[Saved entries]

⁂

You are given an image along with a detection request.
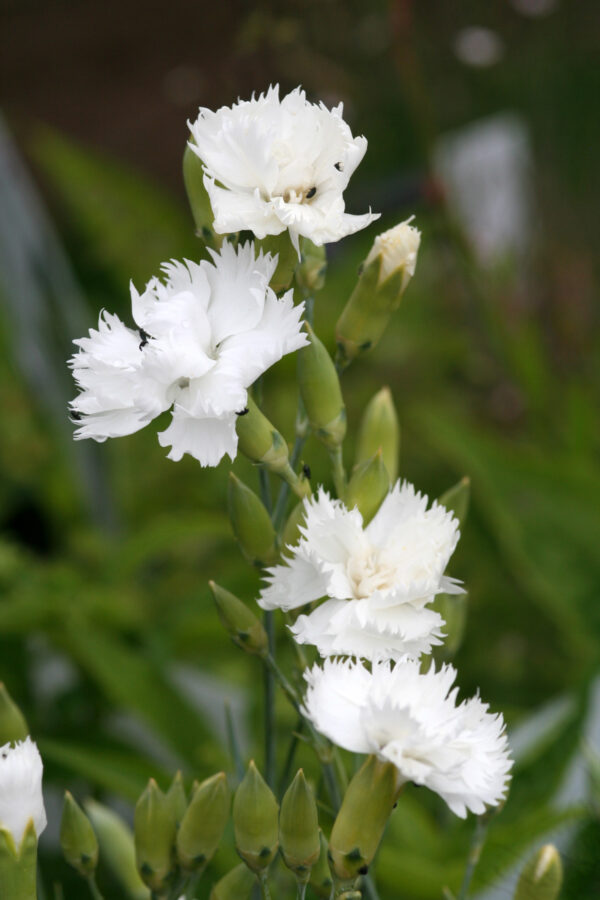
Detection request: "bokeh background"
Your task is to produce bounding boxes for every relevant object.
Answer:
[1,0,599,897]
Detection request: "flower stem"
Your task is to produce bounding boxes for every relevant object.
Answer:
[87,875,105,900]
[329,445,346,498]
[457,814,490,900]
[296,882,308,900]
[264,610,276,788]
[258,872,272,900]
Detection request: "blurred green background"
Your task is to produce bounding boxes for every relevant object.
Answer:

⁂

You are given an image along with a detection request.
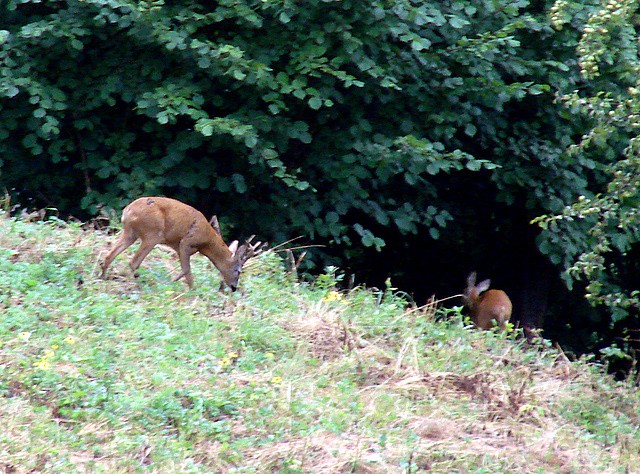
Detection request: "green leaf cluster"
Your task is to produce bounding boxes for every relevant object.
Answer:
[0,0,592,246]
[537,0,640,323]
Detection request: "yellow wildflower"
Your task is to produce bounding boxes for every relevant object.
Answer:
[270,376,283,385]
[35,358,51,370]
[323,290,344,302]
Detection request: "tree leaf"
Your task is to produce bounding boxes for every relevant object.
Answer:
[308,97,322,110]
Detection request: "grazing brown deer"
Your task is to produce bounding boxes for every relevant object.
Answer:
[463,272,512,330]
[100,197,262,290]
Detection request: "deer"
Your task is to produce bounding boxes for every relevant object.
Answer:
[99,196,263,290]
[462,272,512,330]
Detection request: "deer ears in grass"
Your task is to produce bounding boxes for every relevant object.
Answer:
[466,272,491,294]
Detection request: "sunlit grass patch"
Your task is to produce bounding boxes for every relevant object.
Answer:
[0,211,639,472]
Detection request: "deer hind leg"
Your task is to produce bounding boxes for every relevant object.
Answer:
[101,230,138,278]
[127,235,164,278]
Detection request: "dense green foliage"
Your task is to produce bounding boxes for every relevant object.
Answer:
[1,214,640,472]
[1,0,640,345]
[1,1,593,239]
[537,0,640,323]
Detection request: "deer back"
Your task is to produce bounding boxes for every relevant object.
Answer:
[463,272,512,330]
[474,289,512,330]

⁂

### Action item
Pull out every line holding "grass" from the records above, and copy it.

### Response for this exercise
Detection request: "deer ears in grass"
Detection request: "sunlit grass patch"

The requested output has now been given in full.